(Records from a data collection)
::::::::::
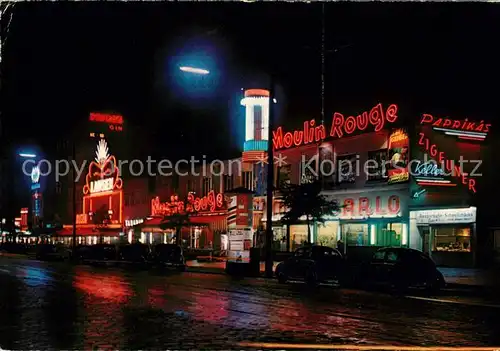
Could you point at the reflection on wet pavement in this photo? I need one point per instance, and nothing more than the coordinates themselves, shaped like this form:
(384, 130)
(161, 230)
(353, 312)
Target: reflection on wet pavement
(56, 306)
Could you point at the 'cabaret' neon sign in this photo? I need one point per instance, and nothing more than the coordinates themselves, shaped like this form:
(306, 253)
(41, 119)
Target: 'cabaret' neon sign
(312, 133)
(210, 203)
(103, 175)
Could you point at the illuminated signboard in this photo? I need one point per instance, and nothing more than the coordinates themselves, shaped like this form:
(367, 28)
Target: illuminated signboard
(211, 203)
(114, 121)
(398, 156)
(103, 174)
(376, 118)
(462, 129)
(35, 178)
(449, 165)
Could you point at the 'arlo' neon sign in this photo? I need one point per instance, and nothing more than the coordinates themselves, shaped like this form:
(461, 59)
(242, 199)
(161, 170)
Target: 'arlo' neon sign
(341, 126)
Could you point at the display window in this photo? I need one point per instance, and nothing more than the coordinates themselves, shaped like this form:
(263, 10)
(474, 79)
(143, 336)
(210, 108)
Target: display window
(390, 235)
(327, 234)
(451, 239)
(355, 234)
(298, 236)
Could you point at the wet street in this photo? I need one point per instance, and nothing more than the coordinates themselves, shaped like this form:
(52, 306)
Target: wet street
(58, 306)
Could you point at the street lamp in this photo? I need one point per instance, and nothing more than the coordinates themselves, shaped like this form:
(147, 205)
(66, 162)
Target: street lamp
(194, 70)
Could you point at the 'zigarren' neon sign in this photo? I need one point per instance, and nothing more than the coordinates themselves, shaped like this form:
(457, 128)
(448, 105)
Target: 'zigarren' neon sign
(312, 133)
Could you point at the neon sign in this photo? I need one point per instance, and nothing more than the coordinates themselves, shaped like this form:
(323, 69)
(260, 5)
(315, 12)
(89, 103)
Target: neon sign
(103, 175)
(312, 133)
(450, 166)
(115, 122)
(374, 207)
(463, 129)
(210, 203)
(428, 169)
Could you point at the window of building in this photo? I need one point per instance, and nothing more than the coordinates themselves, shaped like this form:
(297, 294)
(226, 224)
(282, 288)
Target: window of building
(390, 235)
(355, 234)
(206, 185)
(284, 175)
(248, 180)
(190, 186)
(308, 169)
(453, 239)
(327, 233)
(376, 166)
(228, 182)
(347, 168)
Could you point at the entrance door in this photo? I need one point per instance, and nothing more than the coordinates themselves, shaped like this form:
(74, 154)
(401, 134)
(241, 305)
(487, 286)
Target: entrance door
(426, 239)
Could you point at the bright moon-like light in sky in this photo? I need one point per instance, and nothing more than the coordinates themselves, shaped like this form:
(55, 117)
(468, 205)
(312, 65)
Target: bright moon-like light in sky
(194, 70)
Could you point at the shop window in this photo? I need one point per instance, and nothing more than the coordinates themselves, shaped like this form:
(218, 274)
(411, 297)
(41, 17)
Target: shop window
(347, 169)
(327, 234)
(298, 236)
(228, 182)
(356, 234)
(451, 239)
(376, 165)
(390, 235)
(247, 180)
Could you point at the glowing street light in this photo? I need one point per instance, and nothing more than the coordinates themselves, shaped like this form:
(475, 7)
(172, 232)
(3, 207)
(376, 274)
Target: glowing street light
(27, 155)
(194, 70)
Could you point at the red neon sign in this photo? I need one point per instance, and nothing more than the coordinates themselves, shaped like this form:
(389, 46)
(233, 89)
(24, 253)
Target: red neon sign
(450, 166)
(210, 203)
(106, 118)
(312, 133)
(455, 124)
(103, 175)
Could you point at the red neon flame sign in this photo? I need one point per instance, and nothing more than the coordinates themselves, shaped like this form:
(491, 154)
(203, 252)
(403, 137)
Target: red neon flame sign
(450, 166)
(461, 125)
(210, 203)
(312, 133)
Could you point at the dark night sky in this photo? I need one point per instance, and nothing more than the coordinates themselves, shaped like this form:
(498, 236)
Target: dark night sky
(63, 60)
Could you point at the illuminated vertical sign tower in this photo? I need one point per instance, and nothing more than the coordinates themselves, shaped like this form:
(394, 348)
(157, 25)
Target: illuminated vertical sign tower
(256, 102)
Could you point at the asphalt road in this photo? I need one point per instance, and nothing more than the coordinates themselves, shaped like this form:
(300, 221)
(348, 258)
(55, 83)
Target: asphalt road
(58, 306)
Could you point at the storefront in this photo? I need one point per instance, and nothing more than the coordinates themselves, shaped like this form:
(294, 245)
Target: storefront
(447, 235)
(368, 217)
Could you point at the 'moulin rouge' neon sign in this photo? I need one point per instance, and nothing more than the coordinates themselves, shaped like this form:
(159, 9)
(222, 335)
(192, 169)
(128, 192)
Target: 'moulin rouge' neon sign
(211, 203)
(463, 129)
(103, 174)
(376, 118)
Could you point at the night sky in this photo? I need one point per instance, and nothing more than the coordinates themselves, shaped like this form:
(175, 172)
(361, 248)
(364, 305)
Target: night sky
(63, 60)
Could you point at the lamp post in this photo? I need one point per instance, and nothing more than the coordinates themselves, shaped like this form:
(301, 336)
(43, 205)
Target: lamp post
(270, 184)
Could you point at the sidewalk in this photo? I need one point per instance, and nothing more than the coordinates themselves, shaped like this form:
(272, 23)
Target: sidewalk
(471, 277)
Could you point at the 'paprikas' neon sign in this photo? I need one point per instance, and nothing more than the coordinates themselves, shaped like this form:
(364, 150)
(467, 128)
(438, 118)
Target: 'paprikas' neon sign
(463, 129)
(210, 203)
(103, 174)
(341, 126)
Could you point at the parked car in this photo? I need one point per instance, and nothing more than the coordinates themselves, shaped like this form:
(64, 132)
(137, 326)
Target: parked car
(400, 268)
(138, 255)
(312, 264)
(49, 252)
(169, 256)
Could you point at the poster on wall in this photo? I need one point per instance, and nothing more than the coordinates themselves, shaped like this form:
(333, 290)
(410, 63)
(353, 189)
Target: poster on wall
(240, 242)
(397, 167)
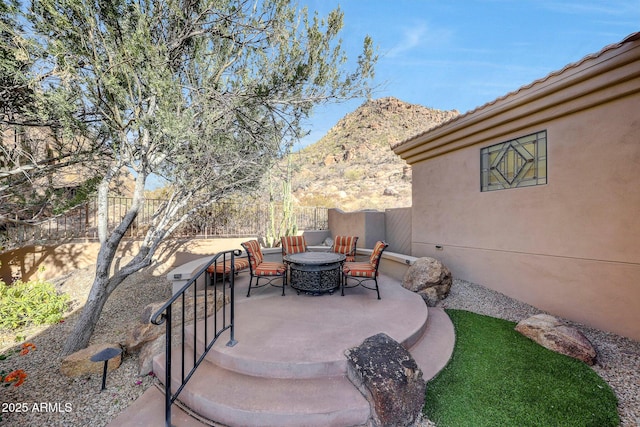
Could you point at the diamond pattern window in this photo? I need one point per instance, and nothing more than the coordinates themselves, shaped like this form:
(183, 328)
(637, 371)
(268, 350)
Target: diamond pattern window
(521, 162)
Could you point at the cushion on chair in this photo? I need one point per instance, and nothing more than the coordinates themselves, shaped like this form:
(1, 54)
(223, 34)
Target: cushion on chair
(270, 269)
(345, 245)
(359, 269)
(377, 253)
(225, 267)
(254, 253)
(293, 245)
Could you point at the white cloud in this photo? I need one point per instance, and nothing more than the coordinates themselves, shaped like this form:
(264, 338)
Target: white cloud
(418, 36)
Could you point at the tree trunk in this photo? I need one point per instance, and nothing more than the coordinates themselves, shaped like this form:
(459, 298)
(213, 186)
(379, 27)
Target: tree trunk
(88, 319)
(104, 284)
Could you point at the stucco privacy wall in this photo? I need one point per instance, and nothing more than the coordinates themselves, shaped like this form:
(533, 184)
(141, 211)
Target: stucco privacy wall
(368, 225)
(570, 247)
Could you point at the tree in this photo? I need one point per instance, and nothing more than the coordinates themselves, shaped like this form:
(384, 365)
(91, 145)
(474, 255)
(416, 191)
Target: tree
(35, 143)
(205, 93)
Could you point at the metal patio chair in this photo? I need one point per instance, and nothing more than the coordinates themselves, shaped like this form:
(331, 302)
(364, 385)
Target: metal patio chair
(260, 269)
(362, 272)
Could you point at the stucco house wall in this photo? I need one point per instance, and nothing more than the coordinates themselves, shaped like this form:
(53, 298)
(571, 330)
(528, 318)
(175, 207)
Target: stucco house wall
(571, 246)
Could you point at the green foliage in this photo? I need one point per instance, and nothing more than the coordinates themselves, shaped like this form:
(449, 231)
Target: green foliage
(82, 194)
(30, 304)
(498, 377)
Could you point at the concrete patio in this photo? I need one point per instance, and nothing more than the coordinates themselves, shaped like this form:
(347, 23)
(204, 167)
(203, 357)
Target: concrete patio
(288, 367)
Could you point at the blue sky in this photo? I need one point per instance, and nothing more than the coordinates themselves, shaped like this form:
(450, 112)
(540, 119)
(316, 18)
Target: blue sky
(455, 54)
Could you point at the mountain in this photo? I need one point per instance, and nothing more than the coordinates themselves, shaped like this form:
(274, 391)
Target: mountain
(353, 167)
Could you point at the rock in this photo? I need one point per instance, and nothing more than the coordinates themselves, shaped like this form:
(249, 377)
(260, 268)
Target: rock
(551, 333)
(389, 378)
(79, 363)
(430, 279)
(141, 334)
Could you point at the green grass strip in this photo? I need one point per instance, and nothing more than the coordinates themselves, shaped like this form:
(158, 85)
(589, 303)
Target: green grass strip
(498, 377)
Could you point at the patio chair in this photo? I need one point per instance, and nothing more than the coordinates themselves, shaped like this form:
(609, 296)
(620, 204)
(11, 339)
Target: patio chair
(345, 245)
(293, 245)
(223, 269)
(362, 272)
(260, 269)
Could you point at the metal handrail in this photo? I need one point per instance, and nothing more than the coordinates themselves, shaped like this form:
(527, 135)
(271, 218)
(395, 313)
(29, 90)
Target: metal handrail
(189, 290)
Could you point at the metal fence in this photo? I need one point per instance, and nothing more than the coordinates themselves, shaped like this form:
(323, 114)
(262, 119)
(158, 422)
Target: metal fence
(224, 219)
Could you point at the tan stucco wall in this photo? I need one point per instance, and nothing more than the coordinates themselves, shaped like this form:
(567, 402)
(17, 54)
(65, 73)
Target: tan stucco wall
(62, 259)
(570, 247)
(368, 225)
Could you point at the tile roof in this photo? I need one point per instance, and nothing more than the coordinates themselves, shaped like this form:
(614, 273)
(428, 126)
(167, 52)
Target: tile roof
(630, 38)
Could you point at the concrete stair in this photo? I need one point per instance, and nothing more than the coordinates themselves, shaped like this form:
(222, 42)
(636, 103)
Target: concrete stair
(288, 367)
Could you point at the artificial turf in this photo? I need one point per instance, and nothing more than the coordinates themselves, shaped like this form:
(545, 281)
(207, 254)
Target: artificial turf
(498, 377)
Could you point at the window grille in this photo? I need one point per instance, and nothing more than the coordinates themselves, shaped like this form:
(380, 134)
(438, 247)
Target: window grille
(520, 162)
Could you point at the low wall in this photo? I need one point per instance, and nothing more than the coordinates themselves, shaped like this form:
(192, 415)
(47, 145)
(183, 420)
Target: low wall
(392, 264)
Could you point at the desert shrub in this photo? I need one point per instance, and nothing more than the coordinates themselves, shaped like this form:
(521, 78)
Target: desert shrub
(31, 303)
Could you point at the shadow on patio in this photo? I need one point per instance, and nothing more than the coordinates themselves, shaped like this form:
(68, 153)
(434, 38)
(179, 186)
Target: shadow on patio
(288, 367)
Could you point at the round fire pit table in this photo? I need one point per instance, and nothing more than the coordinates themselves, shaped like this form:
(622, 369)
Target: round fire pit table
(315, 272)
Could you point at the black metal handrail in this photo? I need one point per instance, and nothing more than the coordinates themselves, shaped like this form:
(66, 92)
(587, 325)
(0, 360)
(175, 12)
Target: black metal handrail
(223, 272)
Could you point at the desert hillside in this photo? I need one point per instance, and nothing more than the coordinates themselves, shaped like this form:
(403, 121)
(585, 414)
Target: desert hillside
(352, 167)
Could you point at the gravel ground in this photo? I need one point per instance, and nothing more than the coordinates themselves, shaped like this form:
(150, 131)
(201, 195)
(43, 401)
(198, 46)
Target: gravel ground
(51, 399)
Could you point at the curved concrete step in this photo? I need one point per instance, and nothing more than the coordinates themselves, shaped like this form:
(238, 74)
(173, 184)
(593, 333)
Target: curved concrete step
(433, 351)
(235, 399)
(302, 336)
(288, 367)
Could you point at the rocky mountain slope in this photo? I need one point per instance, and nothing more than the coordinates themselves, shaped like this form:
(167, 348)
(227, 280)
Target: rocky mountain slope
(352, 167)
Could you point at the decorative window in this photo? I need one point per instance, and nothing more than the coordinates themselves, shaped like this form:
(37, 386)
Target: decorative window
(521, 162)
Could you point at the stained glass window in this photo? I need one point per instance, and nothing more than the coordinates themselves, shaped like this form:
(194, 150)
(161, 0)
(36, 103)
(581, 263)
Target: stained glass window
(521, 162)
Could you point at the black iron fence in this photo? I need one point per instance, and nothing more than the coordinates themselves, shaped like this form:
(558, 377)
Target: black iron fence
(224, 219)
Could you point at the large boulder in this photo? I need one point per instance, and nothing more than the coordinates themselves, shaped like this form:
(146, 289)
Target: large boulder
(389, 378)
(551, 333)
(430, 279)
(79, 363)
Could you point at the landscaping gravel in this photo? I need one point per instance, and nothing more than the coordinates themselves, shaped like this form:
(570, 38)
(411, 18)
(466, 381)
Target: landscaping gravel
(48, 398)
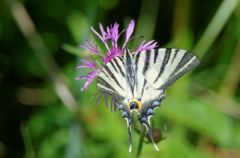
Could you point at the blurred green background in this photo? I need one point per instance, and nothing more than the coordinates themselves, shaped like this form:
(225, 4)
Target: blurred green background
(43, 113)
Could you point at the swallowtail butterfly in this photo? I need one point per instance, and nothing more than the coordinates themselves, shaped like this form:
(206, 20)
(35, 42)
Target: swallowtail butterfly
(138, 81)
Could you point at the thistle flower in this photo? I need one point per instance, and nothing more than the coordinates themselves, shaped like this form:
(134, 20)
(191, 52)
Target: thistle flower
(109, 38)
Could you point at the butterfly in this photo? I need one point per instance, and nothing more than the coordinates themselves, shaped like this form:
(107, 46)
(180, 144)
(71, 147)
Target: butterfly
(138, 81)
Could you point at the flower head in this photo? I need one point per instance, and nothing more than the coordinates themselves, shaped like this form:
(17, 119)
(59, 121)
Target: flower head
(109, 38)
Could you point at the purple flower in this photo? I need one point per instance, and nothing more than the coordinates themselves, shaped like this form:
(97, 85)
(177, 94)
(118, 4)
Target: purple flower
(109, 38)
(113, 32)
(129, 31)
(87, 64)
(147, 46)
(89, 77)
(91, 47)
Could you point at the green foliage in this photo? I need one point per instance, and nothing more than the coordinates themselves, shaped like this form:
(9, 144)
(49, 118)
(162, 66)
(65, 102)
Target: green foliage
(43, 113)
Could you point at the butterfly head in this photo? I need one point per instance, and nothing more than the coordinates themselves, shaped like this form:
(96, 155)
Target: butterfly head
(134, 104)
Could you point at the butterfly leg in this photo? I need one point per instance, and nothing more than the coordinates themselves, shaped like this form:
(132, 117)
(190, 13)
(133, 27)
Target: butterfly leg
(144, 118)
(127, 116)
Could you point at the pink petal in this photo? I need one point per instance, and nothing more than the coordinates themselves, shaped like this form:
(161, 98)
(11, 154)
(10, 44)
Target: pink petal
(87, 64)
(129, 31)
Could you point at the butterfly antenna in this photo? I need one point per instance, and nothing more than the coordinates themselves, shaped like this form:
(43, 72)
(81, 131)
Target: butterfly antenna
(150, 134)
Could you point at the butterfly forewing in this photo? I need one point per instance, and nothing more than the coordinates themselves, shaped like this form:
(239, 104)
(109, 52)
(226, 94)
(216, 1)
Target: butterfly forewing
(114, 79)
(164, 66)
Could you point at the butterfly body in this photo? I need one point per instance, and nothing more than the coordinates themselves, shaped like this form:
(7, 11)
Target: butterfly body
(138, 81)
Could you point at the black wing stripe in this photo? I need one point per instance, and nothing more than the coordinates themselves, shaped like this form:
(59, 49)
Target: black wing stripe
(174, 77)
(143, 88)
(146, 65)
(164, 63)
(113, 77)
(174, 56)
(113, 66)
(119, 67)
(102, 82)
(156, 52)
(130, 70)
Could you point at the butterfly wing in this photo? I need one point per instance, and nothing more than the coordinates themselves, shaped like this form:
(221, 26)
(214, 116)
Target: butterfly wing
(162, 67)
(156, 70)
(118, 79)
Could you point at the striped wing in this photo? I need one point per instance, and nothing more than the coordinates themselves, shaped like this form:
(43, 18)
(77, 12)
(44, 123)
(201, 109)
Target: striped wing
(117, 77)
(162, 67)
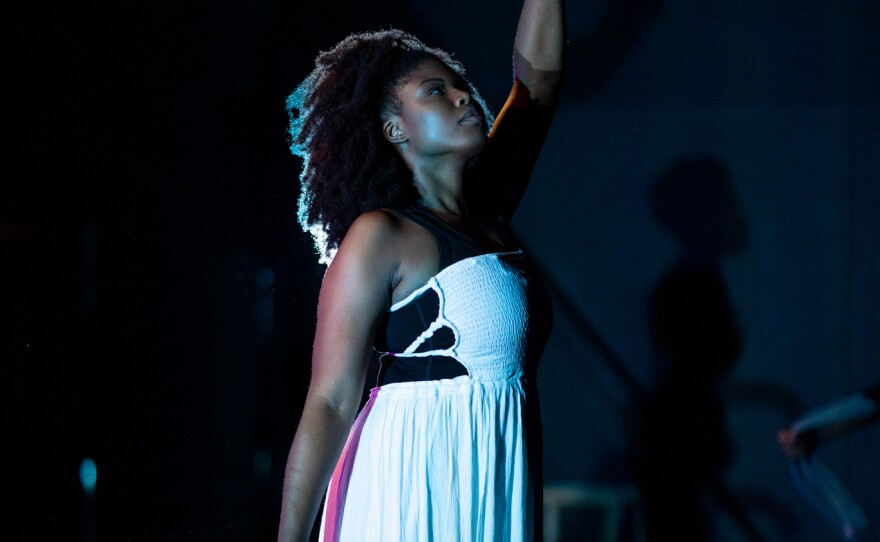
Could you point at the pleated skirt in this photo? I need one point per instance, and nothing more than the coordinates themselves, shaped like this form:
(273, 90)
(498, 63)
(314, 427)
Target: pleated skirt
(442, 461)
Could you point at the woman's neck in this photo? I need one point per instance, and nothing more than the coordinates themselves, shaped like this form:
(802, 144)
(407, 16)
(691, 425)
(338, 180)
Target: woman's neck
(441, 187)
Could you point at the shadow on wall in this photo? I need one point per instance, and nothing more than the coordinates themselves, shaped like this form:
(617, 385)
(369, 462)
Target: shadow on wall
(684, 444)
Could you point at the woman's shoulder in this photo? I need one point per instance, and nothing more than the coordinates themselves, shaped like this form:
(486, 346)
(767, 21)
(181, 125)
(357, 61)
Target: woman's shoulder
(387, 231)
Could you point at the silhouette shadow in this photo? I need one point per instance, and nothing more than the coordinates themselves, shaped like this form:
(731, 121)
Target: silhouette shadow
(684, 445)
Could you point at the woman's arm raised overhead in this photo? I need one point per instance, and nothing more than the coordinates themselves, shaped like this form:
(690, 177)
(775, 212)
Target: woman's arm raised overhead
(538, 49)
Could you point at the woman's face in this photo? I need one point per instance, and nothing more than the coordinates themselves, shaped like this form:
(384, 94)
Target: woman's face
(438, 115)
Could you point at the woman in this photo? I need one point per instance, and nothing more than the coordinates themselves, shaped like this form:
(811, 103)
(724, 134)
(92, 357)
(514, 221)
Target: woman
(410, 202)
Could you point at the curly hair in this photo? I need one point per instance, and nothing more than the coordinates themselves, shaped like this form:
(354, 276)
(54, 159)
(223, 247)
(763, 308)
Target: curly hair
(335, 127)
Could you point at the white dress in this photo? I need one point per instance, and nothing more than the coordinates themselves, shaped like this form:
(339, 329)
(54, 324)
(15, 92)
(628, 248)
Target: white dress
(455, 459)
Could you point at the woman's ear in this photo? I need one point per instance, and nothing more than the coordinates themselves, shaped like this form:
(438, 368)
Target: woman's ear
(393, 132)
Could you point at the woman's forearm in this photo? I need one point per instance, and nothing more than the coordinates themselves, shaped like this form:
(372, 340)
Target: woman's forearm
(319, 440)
::::::::::
Copy word for word the stretch of entries above from the line that has "Could you point at the woman's face" through the line that has "Could you point at the white dress", both ends included, and nothing outside it.

Could you point at the woman's face in this photo? I need one point per instance, and nothing more than the coordinates themselves, shaped like this form:
(384, 94)
Target: woman's face
(438, 115)
Could you point at the woman in this photo? I need one point per instance, and nothing more than the coordinates themselves, shaped like this form:
(811, 103)
(724, 134)
(92, 357)
(514, 221)
Target: woman
(410, 202)
Could you point at the curly hair in this photo? I need one point per instance, and nothing more than the coordinates themselves, shaped like this form:
(354, 276)
(54, 159)
(223, 247)
(763, 308)
Target: curly hair
(335, 127)
Could you point at the white dress in this photo? I need one point per instance, and nothing more than the coordinates themselves, shaped like this form:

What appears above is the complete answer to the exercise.